● WHAT THE EXERCISE ASKS
Print every line below word for word, but leave out the pictures.
* BEGIN EXERCISE MATERIALS *
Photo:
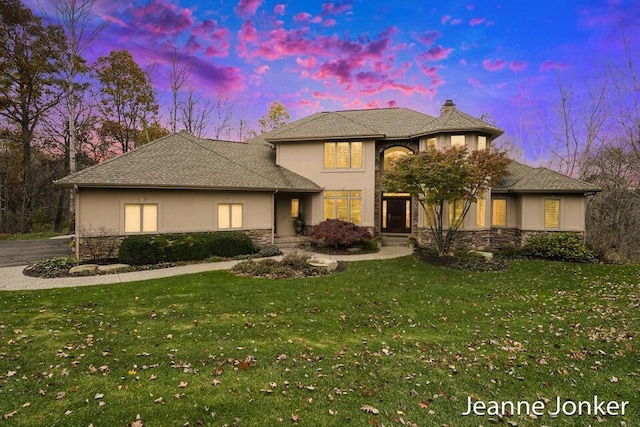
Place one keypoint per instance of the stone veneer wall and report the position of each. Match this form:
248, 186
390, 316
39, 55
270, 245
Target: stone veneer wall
495, 238
112, 243
472, 239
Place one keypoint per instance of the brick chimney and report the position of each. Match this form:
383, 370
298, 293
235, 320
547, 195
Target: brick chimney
448, 105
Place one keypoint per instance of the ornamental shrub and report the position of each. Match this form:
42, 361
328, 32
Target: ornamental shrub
157, 248
339, 234
559, 247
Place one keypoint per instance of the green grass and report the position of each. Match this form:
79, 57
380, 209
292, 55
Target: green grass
410, 340
31, 236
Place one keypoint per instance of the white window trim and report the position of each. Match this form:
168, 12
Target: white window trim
229, 204
347, 169
140, 204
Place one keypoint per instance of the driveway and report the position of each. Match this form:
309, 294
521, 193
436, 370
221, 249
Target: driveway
24, 252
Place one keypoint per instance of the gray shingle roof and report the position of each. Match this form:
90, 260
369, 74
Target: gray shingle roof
389, 123
184, 161
526, 179
452, 120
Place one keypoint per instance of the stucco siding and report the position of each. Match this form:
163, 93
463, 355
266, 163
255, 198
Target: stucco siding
307, 159
178, 210
571, 211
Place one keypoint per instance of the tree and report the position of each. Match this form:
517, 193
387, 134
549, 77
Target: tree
127, 99
77, 18
195, 114
435, 177
276, 116
30, 56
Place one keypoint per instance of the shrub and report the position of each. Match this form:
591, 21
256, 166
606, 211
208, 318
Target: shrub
558, 247
291, 266
339, 234
53, 267
152, 249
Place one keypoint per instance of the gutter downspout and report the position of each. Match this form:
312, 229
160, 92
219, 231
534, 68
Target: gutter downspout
76, 196
273, 213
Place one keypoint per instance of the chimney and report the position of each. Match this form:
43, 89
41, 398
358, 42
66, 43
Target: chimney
448, 105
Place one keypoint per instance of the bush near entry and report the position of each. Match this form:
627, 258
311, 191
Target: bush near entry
339, 234
156, 248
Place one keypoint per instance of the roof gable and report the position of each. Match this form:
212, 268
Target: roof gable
184, 161
526, 179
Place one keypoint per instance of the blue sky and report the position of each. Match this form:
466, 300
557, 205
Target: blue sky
500, 58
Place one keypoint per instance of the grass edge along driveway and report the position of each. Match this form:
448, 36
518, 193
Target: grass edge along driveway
383, 343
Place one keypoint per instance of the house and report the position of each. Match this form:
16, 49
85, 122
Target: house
327, 165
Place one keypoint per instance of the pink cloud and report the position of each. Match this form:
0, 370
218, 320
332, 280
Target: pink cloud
302, 16
496, 65
475, 82
248, 7
517, 66
330, 8
429, 38
550, 65
308, 63
437, 53
160, 18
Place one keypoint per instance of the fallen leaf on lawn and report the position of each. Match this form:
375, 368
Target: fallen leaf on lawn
9, 415
370, 409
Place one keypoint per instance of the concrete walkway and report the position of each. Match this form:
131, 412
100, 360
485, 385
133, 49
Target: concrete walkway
12, 279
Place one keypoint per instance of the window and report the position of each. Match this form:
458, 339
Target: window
229, 216
481, 211
499, 213
551, 213
482, 143
344, 205
455, 212
343, 155
457, 141
140, 218
391, 155
295, 208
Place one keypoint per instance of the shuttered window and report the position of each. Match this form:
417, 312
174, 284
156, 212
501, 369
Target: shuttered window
499, 212
552, 213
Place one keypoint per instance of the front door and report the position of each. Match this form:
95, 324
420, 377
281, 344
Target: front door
396, 214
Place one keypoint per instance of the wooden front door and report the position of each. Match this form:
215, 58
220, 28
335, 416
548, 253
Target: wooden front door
396, 215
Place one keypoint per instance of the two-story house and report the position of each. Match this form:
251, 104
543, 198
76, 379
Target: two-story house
327, 165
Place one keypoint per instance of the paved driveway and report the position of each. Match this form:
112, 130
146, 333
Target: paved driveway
25, 252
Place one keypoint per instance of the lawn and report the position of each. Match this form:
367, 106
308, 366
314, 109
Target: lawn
386, 343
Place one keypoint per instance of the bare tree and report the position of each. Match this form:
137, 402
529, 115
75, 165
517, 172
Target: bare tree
576, 125
195, 114
224, 113
178, 76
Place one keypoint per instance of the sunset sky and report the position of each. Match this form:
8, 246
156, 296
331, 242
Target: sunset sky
500, 58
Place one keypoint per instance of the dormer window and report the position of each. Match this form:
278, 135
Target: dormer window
457, 141
343, 155
482, 143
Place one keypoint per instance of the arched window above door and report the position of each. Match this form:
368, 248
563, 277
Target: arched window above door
390, 155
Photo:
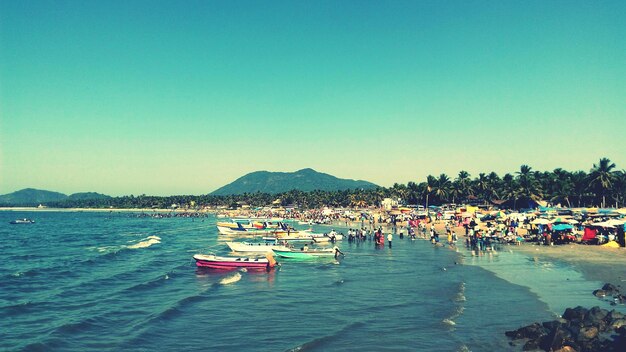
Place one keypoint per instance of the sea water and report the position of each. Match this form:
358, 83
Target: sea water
81, 281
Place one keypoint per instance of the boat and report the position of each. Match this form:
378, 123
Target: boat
242, 231
305, 253
326, 238
255, 247
215, 262
22, 221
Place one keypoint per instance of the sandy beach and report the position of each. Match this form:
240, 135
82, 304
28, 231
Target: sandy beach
596, 263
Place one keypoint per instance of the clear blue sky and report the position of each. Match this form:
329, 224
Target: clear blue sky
170, 97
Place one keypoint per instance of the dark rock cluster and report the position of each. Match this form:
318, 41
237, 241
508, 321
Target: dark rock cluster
611, 291
579, 330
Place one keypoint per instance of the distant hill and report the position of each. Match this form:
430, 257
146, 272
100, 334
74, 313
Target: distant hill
277, 182
31, 196
88, 196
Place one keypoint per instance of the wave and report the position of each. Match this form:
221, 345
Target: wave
156, 282
20, 308
459, 298
320, 342
147, 242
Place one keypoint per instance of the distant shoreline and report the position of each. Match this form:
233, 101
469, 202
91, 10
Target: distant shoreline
101, 210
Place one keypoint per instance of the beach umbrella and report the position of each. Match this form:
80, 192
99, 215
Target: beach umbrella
601, 224
614, 222
562, 227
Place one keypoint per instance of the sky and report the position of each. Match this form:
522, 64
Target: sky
169, 97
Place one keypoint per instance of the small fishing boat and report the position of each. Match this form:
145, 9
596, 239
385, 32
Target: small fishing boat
22, 221
305, 253
255, 247
326, 238
226, 263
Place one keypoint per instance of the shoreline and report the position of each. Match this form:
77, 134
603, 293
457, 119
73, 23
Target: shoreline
596, 263
101, 210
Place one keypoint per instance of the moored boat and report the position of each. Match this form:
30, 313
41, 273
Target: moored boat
308, 253
255, 247
226, 263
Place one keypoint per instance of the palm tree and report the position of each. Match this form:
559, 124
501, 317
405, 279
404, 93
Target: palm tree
464, 183
562, 185
442, 187
431, 183
529, 187
601, 178
482, 185
619, 187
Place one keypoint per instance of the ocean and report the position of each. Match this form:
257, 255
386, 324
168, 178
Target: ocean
100, 281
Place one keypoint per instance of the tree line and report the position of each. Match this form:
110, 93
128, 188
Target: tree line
602, 186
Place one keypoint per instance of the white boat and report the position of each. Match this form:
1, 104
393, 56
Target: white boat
325, 238
255, 247
224, 230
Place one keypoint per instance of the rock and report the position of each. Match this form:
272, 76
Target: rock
599, 293
575, 314
587, 333
533, 331
617, 323
531, 345
566, 349
551, 325
596, 317
610, 288
556, 339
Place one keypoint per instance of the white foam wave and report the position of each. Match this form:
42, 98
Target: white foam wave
147, 242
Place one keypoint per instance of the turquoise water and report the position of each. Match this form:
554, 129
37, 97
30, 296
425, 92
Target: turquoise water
111, 281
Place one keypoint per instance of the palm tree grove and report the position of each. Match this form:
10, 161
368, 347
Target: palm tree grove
602, 186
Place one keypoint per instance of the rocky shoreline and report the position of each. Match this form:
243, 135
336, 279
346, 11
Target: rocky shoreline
578, 330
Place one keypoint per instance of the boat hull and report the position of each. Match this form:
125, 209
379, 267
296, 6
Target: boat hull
254, 247
229, 263
305, 254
* END EXERCISE MATERIALS *
● ANSWER BELOW
Photo:
Place one keypoint per instance of the stone veneer wall and report the position of each. Match this form:
248, 186
390, 316
39, 55
270, 245
Target: stone veneer wall
495, 238
112, 243
472, 239
Place one keypoint per instance of the brick chimney and report the position of each. Match this form:
383, 370
298, 293
235, 320
547, 195
Target: brick chimney
448, 105
Place one keypoint per instance of the ornamental shrub and report the position of each. Match this form:
42, 361
328, 32
Target: ornamental shrub
157, 248
339, 234
559, 247
Place one keypoint per instance of the green grass and report the position of each. Match this form:
79, 57
380, 209
292, 55
Target: green grass
410, 340
31, 236
Place one keypoint per instance of the white window trim and report the position of each. Match this form:
168, 12
Target: white window trim
229, 204
347, 169
140, 204
Place one keypoint per instance of the driveway and report the position of each. Match this form:
309, 294
521, 193
436, 370
221, 249
Target: driveway
24, 252
Place one keypoint per instance of the gray shingle roof and report the position of each. Match this form:
90, 260
369, 74
Target: gray shingle roof
389, 123
184, 161
526, 179
452, 120
Place one keypoint per instance of the stucco siding and report the position of each. Match this form:
163, 93
463, 355
266, 163
255, 198
Target: stucco siding
307, 159
178, 210
571, 211
Place one keypoint per instance of the tree and report the position of each. Match this form:
517, 193
387, 134
549, 77
Target: tree
127, 99
77, 18
195, 114
435, 177
276, 116
30, 56
Place one keypoint per instance of the shrub and report the position of each. Match this form:
591, 21
256, 166
606, 211
208, 318
Target: shrub
558, 247
291, 266
339, 234
53, 267
152, 249
Place one keypoint per instance of the gutter downspout and report the position of each. Match this form:
312, 229
160, 92
219, 231
534, 68
Target: gutter downspout
76, 196
273, 213
Place one keypoint per instance of the chimney and report the position of each. Match this form:
43, 89
41, 398
358, 42
66, 43
Target: chimney
448, 105
Place one keypoint per instance of the bush near entry and report the position of each. Match this form:
627, 258
311, 191
Target: bush near entry
339, 234
156, 248
Place one keypoint per instance of the roof gable and report the position of each. Match this form:
212, 268
Target: roof gable
184, 161
526, 179
Place one keypoint per instance of the blue sky and report the position of each. Match this form:
466, 300
557, 205
Target: blue sky
500, 58
Place one keypoint per instance of the grass edge along driveway and report the position of each. Match this form:
448, 36
518, 193
Target: grass edge along driveway
383, 343
Place one keypoint per instance of the house and report the position of each. Match this form:
16, 49
85, 122
Target: house
327, 165
Place one keypoint per instance of the pink cloud and report the position of each. Match this form:
0, 370
218, 320
332, 280
Target: pink cloud
302, 16
496, 65
475, 82
248, 7
517, 66
330, 8
429, 38
550, 65
308, 63
437, 53
160, 18
Place one keypoint per instance of the fallen leaf on lawn and report the position of each. Match this form:
375, 368
Target: fallen leaf on lawn
9, 415
370, 409
Place one keypoint per instance of the concrete walkway and report the position of each. Match this form:
131, 412
100, 360
485, 385
133, 49
Target: concrete walkway
12, 279
Place one keypoint per instance of the window and report the position of each. Match this form:
458, 339
Target: window
229, 216
481, 211
499, 213
551, 213
482, 143
344, 205
455, 212
343, 155
457, 141
140, 218
391, 155
295, 208
Place one keypoint per instance of the shuttered window and report the position of each. Match this form:
417, 312
174, 284
156, 212
501, 369
Target: shuttered window
499, 212
552, 213
Place one keypoint per instance of the front door and report the position of each. Match this form:
95, 324
420, 377
281, 344
Target: front door
396, 214
Place one keypoint per instance of the wooden front door and report the position of each. Match this form:
215, 58
220, 28
335, 416
548, 253
Target: wooden front door
396, 215
Place one keypoint per instance of the two-story house and report the position of each. Match this form:
251, 104
543, 198
76, 379
Target: two-story house
327, 165
Place one keypoint per instance of the paved driveway and report the position of each. Match this form:
112, 130
146, 333
Target: paved driveway
25, 252
Place one keypoint per instance of the lawn and report the position of each. Match this form:
367, 106
308, 366
314, 109
Target: lawn
386, 343
Place one keypoint per instance of the bare tree and report the position of each. Match this form:
137, 402
529, 115
75, 165
517, 172
Target: bare tree
576, 125
195, 114
224, 113
178, 76
Place one keypoint per instance of the sunset sky and report the position of each. Match this form:
8, 246
156, 296
331, 242
Target: sunset sky
500, 58
Place one keypoint per instance of the dormer window and report the position of each. Match this form:
278, 135
Target: dormer window
457, 141
343, 155
482, 143
Place one keypoint per instance of the arched window above door and report the position of each. Match this form:
368, 248
563, 277
Target: arched window above door
390, 155
Photo:
Place one keypoint per instance of the sea water and report the position of each. Match this form:
358, 83
Target: sea water
81, 281
Place one keypoint per instance of the boat and report the position of each. Match this form:
378, 123
Target: boat
242, 231
305, 253
326, 238
255, 247
215, 262
22, 221
Place one keypoint per instance of the sandy beach and report the position of each. Match this form:
240, 135
82, 304
28, 231
Target: sandy beach
596, 263
Place one keypoint per instance of the clear blue sky and report the position of each. Match this form:
329, 224
Target: clear blue sky
170, 97
Place one keypoint per instance of the dark rock cluster and report the position of each. Match this form:
318, 41
237, 241
508, 321
Target: dark rock cluster
611, 291
579, 330
Place one keypoint per instance of the distant hill and report the position of each. Match this form:
430, 257
146, 272
100, 334
74, 313
Target: distant hill
277, 182
31, 196
88, 196
Place one keypoint per instance of the wave and report the position of each. Match this form:
221, 345
Target: wave
156, 282
20, 308
459, 298
320, 342
147, 242
Place one keypoint per instance of the distant shoreline and report the position of each. Match this form:
233, 101
469, 202
91, 10
Target: distant shoreline
101, 210
Place one keypoint per instance of the beach umbrella and report the position of each. Match this form:
80, 192
99, 215
Target: beach umbrella
601, 224
614, 222
562, 227
Place one keypoint per instance of the sky and report the position of each. Match this form:
522, 64
Target: sky
169, 97
Place one keypoint per instance of the small fishing boat and report the position of each. Match this form:
145, 9
596, 239
385, 32
Target: small fishing boat
22, 221
305, 253
255, 247
326, 238
226, 263
Place one keypoint per instance of the shoreline and report the position of each. Match this form:
77, 134
603, 293
457, 119
73, 23
Target: shoreline
596, 263
101, 210
Place one keypoint per instance of the moored boat and report the position of each. Match this form:
30, 313
41, 273
Target: moored boat
308, 253
255, 247
226, 263
Place one keypoint per instance of the palm tree and report the position of each. Match this form:
559, 124
501, 317
405, 279
404, 93
Target: palm tree
464, 183
562, 185
442, 187
431, 183
529, 187
601, 178
482, 185
619, 187
Place one keypoint per instance of the ocean and report the position of each. Match this form:
257, 255
386, 324
168, 178
Target: ocean
100, 281
Place one keypoint per instance of the tree line and report the position of each. Match this form:
110, 93
128, 188
Target: tree line
602, 186
Place one keypoint per instance of the white boat and report the position of each. Match this form:
1, 104
393, 56
Target: white boat
325, 238
255, 247
224, 230
Place one keypoint per instance of the rock and report the position of each. Match this form:
272, 76
Target: rock
599, 293
575, 314
587, 333
533, 331
617, 323
531, 345
566, 349
551, 325
596, 317
610, 288
556, 339
Place one keypoint per instance of the white foam wave and report the position of each. Match this form:
42, 98
Target: white foam wave
147, 242
Place one keypoint per instance of the turquoise water and report the position of each. Match this form:
554, 129
37, 97
30, 296
425, 92
Target: turquoise water
111, 281
Place one keypoint per instance of the palm tree grove and report the position of each. Match this form:
10, 161
368, 347
Target: palm tree grove
602, 186
Place one keypoint per instance of the rocky shoreline and report the position of each. Match this form:
243, 135
336, 279
346, 11
Target: rocky shoreline
578, 330
Place one keypoint per instance of the boat hull and report the position of each. Match this form:
125, 209
379, 267
296, 6
Target: boat hull
254, 247
229, 263
305, 254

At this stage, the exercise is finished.